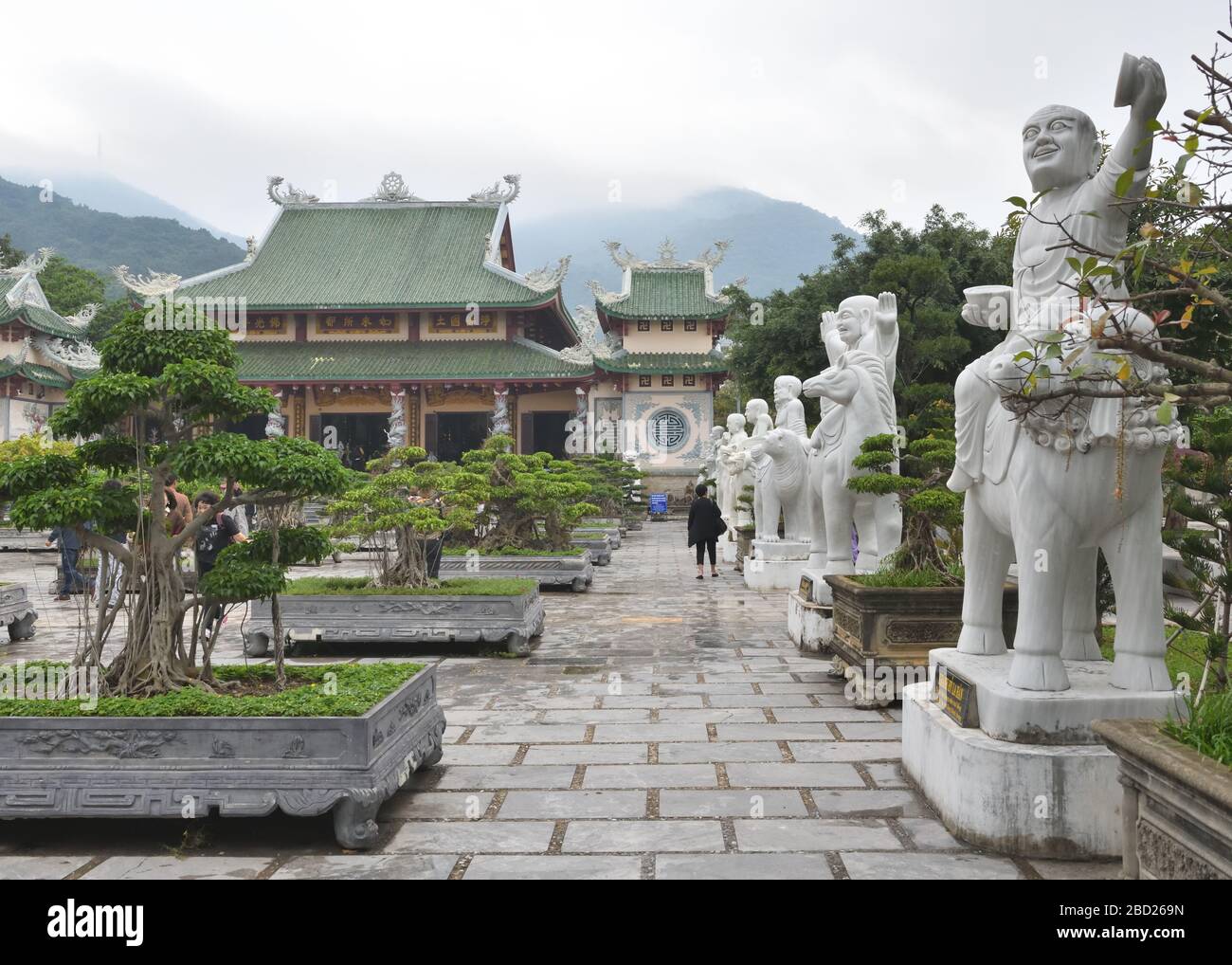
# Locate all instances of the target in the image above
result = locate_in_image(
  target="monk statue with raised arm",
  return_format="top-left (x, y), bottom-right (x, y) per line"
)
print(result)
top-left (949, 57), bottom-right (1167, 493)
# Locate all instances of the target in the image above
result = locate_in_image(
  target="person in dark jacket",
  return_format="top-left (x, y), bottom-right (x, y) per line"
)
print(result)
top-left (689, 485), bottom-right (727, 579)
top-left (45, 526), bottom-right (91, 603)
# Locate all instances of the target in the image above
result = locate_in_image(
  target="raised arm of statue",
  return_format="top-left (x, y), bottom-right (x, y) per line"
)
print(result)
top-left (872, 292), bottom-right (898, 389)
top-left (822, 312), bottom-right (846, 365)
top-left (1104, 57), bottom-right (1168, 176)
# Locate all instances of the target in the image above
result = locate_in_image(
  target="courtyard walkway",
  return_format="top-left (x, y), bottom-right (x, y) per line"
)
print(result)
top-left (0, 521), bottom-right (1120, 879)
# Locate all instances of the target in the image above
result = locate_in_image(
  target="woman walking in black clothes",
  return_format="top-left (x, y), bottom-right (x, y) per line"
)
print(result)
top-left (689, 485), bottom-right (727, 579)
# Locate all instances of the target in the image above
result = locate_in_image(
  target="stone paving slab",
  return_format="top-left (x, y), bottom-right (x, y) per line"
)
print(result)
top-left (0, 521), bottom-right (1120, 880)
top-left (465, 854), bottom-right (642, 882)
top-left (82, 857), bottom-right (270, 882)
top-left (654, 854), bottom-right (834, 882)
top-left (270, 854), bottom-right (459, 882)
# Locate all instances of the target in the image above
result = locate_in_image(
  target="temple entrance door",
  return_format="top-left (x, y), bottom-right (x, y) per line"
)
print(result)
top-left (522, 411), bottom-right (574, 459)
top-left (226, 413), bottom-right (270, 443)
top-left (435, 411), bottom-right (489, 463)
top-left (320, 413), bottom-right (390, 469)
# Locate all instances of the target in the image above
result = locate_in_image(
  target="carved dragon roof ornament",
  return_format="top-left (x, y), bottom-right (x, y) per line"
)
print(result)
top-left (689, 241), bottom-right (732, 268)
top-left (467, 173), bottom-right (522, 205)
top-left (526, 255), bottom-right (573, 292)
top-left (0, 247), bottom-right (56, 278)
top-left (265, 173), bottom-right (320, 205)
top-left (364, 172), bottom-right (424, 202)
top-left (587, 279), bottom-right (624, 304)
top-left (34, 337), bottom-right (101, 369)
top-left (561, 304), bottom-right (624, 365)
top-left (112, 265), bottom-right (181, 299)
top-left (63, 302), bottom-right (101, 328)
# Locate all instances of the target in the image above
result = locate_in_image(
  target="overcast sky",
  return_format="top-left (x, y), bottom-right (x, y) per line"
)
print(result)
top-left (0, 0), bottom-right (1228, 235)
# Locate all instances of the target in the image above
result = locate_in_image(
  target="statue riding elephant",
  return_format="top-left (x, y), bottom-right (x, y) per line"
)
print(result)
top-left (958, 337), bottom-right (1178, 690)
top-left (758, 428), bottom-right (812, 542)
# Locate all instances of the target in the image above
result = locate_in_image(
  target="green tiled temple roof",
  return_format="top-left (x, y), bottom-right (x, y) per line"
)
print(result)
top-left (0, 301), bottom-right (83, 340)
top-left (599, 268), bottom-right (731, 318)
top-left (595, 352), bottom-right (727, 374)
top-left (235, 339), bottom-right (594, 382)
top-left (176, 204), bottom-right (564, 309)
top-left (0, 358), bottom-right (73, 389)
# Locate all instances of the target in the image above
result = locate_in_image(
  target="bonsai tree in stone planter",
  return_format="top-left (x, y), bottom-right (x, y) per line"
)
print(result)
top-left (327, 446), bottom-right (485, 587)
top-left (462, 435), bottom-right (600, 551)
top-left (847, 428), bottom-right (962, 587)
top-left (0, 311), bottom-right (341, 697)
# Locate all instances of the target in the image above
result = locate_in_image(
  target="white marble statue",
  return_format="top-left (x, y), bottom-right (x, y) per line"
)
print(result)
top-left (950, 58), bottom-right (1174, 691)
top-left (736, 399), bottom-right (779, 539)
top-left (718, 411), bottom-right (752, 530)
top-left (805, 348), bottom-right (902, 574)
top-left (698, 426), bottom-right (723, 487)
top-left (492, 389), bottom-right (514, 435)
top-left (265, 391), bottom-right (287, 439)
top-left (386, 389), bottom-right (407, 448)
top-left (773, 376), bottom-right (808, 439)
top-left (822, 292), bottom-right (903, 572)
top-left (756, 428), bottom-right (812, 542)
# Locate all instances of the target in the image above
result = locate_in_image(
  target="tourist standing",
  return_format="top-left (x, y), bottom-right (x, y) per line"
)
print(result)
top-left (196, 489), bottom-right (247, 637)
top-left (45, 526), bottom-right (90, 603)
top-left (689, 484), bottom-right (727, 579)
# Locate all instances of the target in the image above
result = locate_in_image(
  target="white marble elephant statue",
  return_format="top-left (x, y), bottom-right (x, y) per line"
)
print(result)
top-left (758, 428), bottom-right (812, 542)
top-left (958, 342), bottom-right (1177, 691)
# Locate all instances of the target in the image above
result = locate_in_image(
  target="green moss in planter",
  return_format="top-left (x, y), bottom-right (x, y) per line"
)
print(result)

■ ■ ■ ■ ■ ■ ■

Reproduce the whole listing above word for word, leaving out the pictures.

*RESULT OF THIS TASK*:
# Locate all instances of the target in the image above
result = locate_in_image(
  target="monk statue with raised arm",
  return_format="top-left (x, y), bottom-right (x, y) per line"
)
print(result)
top-left (949, 57), bottom-right (1167, 493)
# Locate all instances of the target in the image above
result = locate_in_image(
  target="person in dark jacket",
  return_format="top-left (x, y), bottom-right (x, y) per line"
)
print(result)
top-left (689, 485), bottom-right (727, 579)
top-left (45, 526), bottom-right (91, 603)
# Locate all instances of the target in the image above
result = locate_in_image(
  target="raised arm of statue",
  return_format="top-left (x, y), bottom-right (x, y) per line"
)
print(result)
top-left (872, 292), bottom-right (898, 389)
top-left (822, 312), bottom-right (846, 365)
top-left (1104, 57), bottom-right (1168, 176)
# Locate all instances of the target in the image above
result = locate_in_image(
  target="courtyard walkway",
  return_format="top-left (x, y), bottom-right (x, y) per line"
)
print(result)
top-left (0, 521), bottom-right (1120, 879)
# Locate all instances of the target in the image above
result = locate_in_image(
  target="woman walking in black clothes",
  return_format="top-left (x, y), bottom-right (x, y) per line"
)
print(result)
top-left (689, 485), bottom-right (727, 579)
# Locate all instances of the target in the image above
result = locate_in_image(
  target="stone paving slab",
  return_format="top-left (x, y), bottom-right (x, y) per line"
)
print(result)
top-left (0, 521), bottom-right (1120, 880)
top-left (465, 854), bottom-right (642, 882)
top-left (82, 857), bottom-right (270, 882)
top-left (654, 854), bottom-right (834, 882)
top-left (270, 854), bottom-right (459, 882)
# Locate all instances of the target in the image above
result = locate_in_image(
  target="temple entrance door",
  return_format="top-left (x, y), bottom-right (x, y) per line"
)
print(result)
top-left (522, 411), bottom-right (574, 459)
top-left (226, 413), bottom-right (270, 443)
top-left (435, 411), bottom-right (489, 463)
top-left (320, 413), bottom-right (390, 469)
# Locate all instances of the target in the image above
result = locate_in_image(
  target="carved dragon roof ornament",
  return_format="top-left (x, y), bottom-right (x, y) per line"
)
print(result)
top-left (689, 241), bottom-right (732, 268)
top-left (467, 173), bottom-right (522, 205)
top-left (526, 255), bottom-right (573, 292)
top-left (0, 247), bottom-right (56, 278)
top-left (265, 173), bottom-right (320, 205)
top-left (364, 172), bottom-right (424, 202)
top-left (587, 279), bottom-right (624, 304)
top-left (34, 337), bottom-right (101, 369)
top-left (561, 304), bottom-right (624, 365)
top-left (112, 265), bottom-right (181, 299)
top-left (63, 302), bottom-right (101, 328)
# Locate all instances of the target in the image above
result = locate_in_image(
  target="overcast sky",
  return_format="top-left (x, y), bottom-right (x, y) per line"
)
print(result)
top-left (0, 0), bottom-right (1228, 235)
# Locate all instances of the target in the image above
result = locate_in_image(
  target="statue riding elephant",
  return_format="top-left (x, y), bottom-right (x, y) per line"
)
print(result)
top-left (958, 337), bottom-right (1178, 690)
top-left (758, 428), bottom-right (812, 542)
# Locate all instances of the target in the image above
result = locate_in_image(
  target="green tiled temple roof",
  return_format="top-left (x, y), bottom-right (x, y) per line"
)
print(result)
top-left (0, 301), bottom-right (83, 340)
top-left (599, 268), bottom-right (731, 318)
top-left (595, 352), bottom-right (727, 374)
top-left (235, 339), bottom-right (594, 382)
top-left (176, 204), bottom-right (564, 309)
top-left (0, 358), bottom-right (73, 389)
# Locate all instances of the target in the image above
result = locate_in_image(
  target="bonsai tree in stone planter",
  return_format="top-left (x, y), bottom-right (x, y) per line"
)
print(result)
top-left (327, 446), bottom-right (485, 587)
top-left (462, 435), bottom-right (600, 551)
top-left (847, 428), bottom-right (962, 587)
top-left (0, 311), bottom-right (341, 697)
# Locate all instances of the target in the image above
result = locate_in_image(
  target="white marble statue",
  return_format="top-left (x, y), bottom-right (x, y) per line"
)
print(result)
top-left (950, 58), bottom-right (1174, 691)
top-left (736, 399), bottom-right (779, 539)
top-left (718, 411), bottom-right (752, 530)
top-left (805, 348), bottom-right (902, 574)
top-left (698, 426), bottom-right (723, 487)
top-left (492, 389), bottom-right (514, 435)
top-left (265, 391), bottom-right (287, 439)
top-left (386, 389), bottom-right (407, 448)
top-left (773, 376), bottom-right (808, 439)
top-left (822, 292), bottom-right (903, 572)
top-left (756, 428), bottom-right (812, 542)
# Locate all instances of the target in the image above
result = locate_in_image(
  target="tourist standing",
  return_format="top-left (x, y), bottom-right (x, y) per line"
)
print(result)
top-left (196, 489), bottom-right (247, 637)
top-left (45, 526), bottom-right (90, 603)
top-left (689, 484), bottom-right (727, 579)
# Locate all instances of the target in the image above
result = locate_in_image(
  target="white marble elephant statue",
  return_format="top-left (x, y), bottom-right (x, y) per line"
)
print(result)
top-left (758, 428), bottom-right (812, 542)
top-left (958, 342), bottom-right (1177, 691)
# Locate all instances of the target in the image above
result = locate_in_image(
  target="green moss in planter",
  return_format="top-left (x, y), bottom-right (x, y) per line"
)
print(result)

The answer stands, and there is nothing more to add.